What you will do: Only lines containing the word "black" belong in the answer; copy each one from the records.

Extracted records:
• • • • • • •
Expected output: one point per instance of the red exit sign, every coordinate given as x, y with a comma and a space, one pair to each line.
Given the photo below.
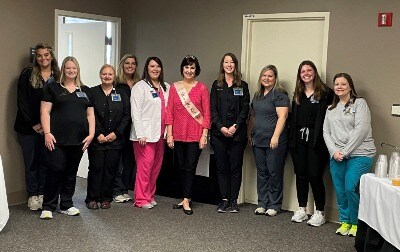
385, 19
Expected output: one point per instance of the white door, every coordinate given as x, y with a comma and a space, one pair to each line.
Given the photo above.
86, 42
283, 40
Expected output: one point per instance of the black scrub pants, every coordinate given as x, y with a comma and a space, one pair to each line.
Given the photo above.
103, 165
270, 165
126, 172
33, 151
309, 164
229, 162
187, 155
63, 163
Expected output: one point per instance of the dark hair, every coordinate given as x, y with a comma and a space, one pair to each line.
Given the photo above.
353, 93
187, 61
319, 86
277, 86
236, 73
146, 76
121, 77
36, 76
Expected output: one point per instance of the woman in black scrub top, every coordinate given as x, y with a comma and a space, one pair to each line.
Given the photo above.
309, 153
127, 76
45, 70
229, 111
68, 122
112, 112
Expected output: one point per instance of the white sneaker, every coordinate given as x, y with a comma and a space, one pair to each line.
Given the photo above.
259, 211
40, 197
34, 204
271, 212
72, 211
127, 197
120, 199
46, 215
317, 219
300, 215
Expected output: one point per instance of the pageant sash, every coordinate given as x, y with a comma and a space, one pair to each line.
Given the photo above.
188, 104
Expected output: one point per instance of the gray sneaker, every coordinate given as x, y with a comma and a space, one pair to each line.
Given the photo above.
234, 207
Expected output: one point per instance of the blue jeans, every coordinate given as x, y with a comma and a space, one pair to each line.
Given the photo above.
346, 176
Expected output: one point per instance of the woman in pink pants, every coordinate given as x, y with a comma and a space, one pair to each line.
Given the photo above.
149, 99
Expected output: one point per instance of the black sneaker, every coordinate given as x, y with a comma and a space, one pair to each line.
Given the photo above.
• • • • • • •
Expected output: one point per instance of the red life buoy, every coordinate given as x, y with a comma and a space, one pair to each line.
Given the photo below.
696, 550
• • • • • • •
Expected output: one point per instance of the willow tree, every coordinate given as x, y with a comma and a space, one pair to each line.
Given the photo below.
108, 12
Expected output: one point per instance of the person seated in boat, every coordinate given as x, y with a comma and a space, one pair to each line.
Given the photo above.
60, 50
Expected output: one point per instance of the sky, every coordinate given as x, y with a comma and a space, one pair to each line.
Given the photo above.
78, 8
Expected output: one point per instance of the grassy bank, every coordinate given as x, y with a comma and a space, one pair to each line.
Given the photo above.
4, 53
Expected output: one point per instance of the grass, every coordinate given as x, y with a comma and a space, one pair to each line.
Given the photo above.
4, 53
• • • • • • •
Task result:
Expected output: one point per instance of the black scrub pants, every coordinate given as x, y with a comma and a space, one pair to each line.
Expected output: one point per instance of the woman in black scrub top, every coordinate given as x, y with a comma and a space, one pair to each line.
Expected output: one point per instance of the black sneaker, every coordinate given as x, y with a comma and a space, one pair to each line.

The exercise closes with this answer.